---- Text

Last week saw experts and campaigners on caste discrimination come together in Kathmandu, Nepal, for a second World Conference on the social practice of “Untouchability” and caste discrimination in general. Caste discrimination can take many forms, from discrimination against “lower caste” individuals socially, and in family law, to segregation and “two glass” systems in restaurants. Babu Gogineni reports on the Second World Conference tackling this continuing social scourge
The first World Conference on Untouchability was organized in 2009 in London, just before the UK Legislative initiative to outlaw caste discrimination. It was supported by the British Humanist Association (BHA), the Conway Hal Ethical Society (then the South Place Ethical Society), the UK’s National Secular Society (NSS) and IHEU. It brought out into focus the important fact that Untouchability was not restricted to Hindu communities, but that it was a human disaster present in Christian Sweden, France and Spain in the medieval ages; even now in Islamic Yemen, Bangladesh and Pakistan; Animist Nigeria, Shinto Japan, Buddhist Burma, Sri Lanka and Korea etc. This conference paved the way for a strategy to raise the issue at International fora – a move previously resisted due to the misperception that it was unique to one country and one religion.

--------

Tasks and exercises:
(a) According to the text on caste discrimination, in what year and city was the first World Conference on Untouchability held?
(b) Reproduce every line of the listing below, requests included. Multiply each coordinate in the answers by 1.55 and round to whole numbers, with halves rounded up.

---- Available data

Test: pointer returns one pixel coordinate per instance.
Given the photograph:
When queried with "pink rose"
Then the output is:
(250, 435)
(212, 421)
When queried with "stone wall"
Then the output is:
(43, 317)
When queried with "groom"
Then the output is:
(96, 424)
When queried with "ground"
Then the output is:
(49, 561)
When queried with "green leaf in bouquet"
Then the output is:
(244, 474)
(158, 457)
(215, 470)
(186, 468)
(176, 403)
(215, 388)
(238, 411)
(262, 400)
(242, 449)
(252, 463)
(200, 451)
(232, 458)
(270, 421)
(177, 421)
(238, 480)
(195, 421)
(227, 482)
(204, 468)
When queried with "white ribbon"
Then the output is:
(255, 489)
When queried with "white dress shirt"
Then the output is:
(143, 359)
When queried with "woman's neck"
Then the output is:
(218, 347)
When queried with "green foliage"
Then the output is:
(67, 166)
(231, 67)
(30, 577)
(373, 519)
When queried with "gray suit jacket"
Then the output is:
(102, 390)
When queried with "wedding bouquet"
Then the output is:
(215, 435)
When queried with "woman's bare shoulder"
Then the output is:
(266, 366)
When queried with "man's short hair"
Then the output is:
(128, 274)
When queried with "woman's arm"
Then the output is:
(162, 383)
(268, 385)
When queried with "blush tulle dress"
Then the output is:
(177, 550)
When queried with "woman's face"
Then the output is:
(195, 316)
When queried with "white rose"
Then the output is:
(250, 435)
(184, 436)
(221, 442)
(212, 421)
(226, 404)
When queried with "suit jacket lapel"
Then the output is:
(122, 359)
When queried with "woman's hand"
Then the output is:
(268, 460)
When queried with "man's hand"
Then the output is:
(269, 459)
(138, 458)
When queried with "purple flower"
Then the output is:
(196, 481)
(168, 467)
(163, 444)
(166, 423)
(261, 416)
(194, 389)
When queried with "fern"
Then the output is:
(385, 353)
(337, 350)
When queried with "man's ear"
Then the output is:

--------

Answers below:
(a) It was held in London in 2009.

(b)
Test: pointer returns one pixel coordinate per instance.
Given the photograph:
When queried with "pink rose"
Then the output is:
(388, 674)
(329, 653)
When queried with "stone wall"
Then the output is:
(67, 491)
When queried with "groom"
Then the output is:
(149, 657)
When queried with "ground"
Then the output is:
(76, 870)
When queried with "green leaf in bouquet"
Then the output is:
(378, 735)
(245, 708)
(333, 729)
(288, 725)
(273, 625)
(333, 601)
(369, 637)
(406, 620)
(375, 696)
(391, 718)
(310, 699)
(360, 710)
(419, 653)
(274, 653)
(369, 744)
(302, 653)
(352, 747)
(316, 725)
When queried with "white ribbon"
Then the output is:
(395, 758)
When queried with "white dress shirt"
Then the output is:
(222, 556)
When queried with "woman's neck"
Then the output is:
(338, 538)
When queried with "green foliage"
Then the output is:
(104, 257)
(358, 104)
(47, 894)
(578, 804)
When queried with "gray suit jacket"
Then the output is:
(158, 605)
When queried with "wedding bouquet"
Then the output is:
(333, 674)
When queried with "woman's bare shoulder"
Then the output is:
(412, 567)
When queried with "man's short hair"
Then the output is:
(198, 425)
When queried with "woman's arm"
Then the output is:
(251, 594)
(415, 597)
When queried with "blush tulle dress"
Then the output is:
(274, 853)
When queried with "woman's face"
Then the output is:
(302, 490)
When queried with "white rose"
Then the output is:
(388, 674)
(285, 676)
(343, 685)
(329, 653)
(350, 626)
When queried with "suit jacket lapel"
Then the output is:
(189, 556)
When queried with "woman's hand"
Then the output is:
(415, 713)
When queried with "man's hand"
Then the output is:
(417, 711)
(214, 710)
When queried with "purple flower"
Then the output is:
(304, 746)
(260, 724)
(253, 688)
(257, 656)
(405, 645)
(301, 603)
When queried with "fern"
Then the output is:
(597, 547)
(522, 543)
When queried with "man's ear"
Then the output is:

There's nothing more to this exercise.